- Text shown -
Nigeria’s Vice-President, Prof Yemi Osinbajo arrived Jos yesterday as an envoy of peace in a state lost in violence that none of the stakeholders except one has spoken but a dangerous truth. It could be regarded as a shuttle diplomacy with significance in that, for the first time in several years, the government experimented with the strategy of opening up the inter-discursive space by allowing all voices or conflict parties to be heard on what they themselves conceive to be the problem. This is besides the symbolism of the Vice-President’s undramatic conduct of the mission as well as going with Atiku Bagudu, the governor of Kebbi State as well as Bawa Bwari Abubakar, the Minister of State for Solid Minerals, joining the host governor, Simon Lalong.
All accounts and sources say the visit which was to commiserate with the people who lost their loved ones as a result of the current spate of violence as well as first hand understanding and assessment of the immediate trigger involved taking claims and submissions from the stakeholders in a Town Hall style kind of a setting. Those who made such claims, submissions, insights and suggestions on restoration of peace and order included Chief ID Gyang, the member representing Barkin Ladi and Riyom at the National Assembly, Da Jacob Gyang Buba, the Gbong Gwom Jos and foremost traditional ruler in the state; Plateau State Chairperson of Miyetti Allah; representatives of Berom, Irigwe, Mwaghvul communities, among others. There is a strong belief that answers to the violent manifestations of the crisis in Nigeria will never come outside of the power and leadership context undergirding it but opening the inter-subjective space is one way of breaking out of the cycle of unproductive violence, not only in Plateau but across Nigeria.

- Labeled-object pointing items -

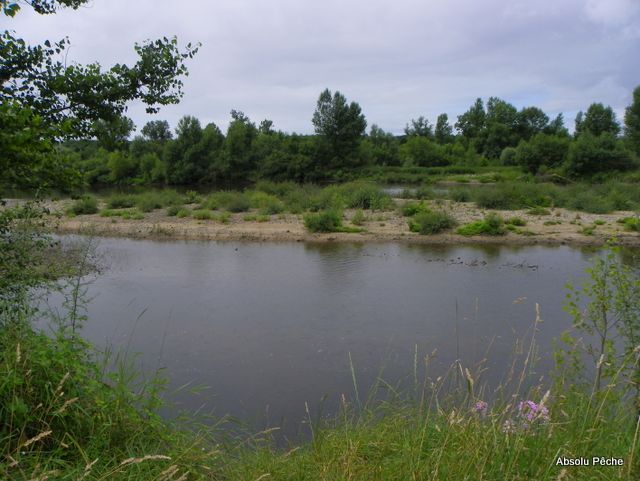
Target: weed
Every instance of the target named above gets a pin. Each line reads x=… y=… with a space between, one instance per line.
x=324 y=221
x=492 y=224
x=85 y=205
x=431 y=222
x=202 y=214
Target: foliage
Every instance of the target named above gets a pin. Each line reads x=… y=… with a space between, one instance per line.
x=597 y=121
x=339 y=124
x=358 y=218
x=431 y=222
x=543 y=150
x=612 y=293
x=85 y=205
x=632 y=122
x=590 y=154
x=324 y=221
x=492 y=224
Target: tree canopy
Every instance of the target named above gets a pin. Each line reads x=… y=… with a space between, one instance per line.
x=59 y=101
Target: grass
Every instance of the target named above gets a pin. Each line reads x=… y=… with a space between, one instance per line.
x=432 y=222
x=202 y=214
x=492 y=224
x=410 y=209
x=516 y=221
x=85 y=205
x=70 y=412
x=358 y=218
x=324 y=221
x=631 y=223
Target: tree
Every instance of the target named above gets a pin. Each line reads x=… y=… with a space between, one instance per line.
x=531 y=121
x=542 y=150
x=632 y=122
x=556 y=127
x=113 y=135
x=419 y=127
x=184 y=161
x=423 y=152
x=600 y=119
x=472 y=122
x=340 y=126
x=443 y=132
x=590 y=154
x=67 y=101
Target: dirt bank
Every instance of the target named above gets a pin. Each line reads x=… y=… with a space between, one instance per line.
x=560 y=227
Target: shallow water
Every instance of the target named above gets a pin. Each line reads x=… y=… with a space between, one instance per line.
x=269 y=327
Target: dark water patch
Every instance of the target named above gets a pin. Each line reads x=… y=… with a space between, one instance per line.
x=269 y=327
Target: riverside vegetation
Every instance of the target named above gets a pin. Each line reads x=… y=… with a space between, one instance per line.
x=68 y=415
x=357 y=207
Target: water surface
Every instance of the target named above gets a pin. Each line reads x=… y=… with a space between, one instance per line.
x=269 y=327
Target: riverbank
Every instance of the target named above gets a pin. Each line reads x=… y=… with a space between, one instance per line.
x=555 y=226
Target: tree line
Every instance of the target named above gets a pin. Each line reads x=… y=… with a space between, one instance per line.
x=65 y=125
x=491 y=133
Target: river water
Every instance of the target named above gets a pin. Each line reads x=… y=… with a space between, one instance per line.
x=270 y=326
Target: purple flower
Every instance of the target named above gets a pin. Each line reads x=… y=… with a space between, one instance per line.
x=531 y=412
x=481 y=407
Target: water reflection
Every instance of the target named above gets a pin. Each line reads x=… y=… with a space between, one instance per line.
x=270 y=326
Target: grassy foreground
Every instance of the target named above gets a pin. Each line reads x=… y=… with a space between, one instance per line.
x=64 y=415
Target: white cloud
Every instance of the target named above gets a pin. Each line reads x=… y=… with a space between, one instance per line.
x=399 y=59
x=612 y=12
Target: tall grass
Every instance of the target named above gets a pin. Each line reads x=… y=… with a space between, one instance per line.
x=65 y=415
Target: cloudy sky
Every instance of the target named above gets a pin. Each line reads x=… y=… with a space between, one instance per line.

- What you will do -
Summarize the article on the Vice-President's visit to Jos in two sentences.

- Response below -
Vice-President Yemi Osinbajo arrived in Jos as an envoy of peace with Kebbi State governor Atiku Bagudu and Minister of State for Solid Minerals Bawa Bwari Abubakar, joining host governor Simon Lalong, to commiserate with those who lost loved ones and to assess the immediate trigger of the current violence. In a town-hall-style setting, stakeholders including a National Assembly member, the Gbong Gwom Jos, the state chairperson of Miyetti Allah and community representatives presented claims and suggestions, an approach described as letting all conflict parties be heard and as one way of breaking the cycle of unproductive violence.